Segment Start: Records for this exercise

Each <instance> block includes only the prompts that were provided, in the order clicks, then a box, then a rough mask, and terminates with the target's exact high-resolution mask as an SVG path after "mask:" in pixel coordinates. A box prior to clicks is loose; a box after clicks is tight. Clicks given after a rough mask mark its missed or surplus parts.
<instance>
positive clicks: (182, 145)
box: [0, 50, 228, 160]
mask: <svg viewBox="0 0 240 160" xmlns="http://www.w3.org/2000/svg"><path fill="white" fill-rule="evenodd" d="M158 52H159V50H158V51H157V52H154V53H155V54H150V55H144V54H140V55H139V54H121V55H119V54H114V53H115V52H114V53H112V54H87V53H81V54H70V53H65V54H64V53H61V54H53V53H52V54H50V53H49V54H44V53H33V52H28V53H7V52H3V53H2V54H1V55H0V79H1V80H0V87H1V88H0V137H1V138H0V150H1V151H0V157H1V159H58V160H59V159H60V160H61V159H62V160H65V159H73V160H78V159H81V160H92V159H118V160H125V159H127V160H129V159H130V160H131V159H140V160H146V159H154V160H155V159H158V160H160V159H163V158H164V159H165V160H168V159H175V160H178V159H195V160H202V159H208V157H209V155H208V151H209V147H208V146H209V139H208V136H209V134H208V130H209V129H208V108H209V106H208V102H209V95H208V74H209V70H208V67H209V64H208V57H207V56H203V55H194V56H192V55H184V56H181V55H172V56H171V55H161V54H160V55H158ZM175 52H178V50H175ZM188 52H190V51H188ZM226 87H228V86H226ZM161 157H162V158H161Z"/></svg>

Segment End: Records for this exercise

▶ Brief:
Reproduce the material in full, swapping "positive clicks" for "foreground clicks" and leaving everything else untouched.

▶ Task solution:
Each <instance> block includes only the prompts that were provided, in the order clicks, then a box, then a rough mask, and terminates with the target's exact high-resolution mask as an SVG path after "mask:" in pixel coordinates. A box prior to clicks is loose; a box after clicks is tight. Clicks given after a rough mask mark its missed or surplus parts.
<instance>
foreground clicks: (182, 145)
box: [0, 50, 228, 160]
mask: <svg viewBox="0 0 240 160" xmlns="http://www.w3.org/2000/svg"><path fill="white" fill-rule="evenodd" d="M158 52H159V50H158V51H157V52H154V53H155V54H150V55H144V54H140V55H139V54H121V55H119V54H114V53H115V52H114V53H112V54H87V53H81V54H70V53H65V54H64V53H61V54H53V53H52V54H50V53H49V54H44V53H33V52H28V53H7V52H3V53H2V54H1V55H0V79H1V80H0V87H1V88H0V137H1V138H0V150H1V151H0V157H1V159H58V160H59V159H60V160H61V159H62V160H65V159H73V160H78V159H81V160H92V159H118V160H125V159H127V160H129V159H130V160H131V159H140V160H146V159H154V160H155V159H158V160H160V159H163V158H164V159H165V160H168V159H175V160H178V159H195V160H202V159H208V157H209V155H208V151H209V147H208V146H209V139H208V136H209V134H208V130H209V129H208V108H209V106H208V102H209V95H208V74H209V70H208V67H209V64H208V57H207V56H203V55H194V56H192V55H184V56H181V55H172V56H171V55H161V54H160V55H158ZM175 52H178V50H175ZM188 52H190V51H188ZM226 87H228V86H226ZM161 157H162V158H161Z"/></svg>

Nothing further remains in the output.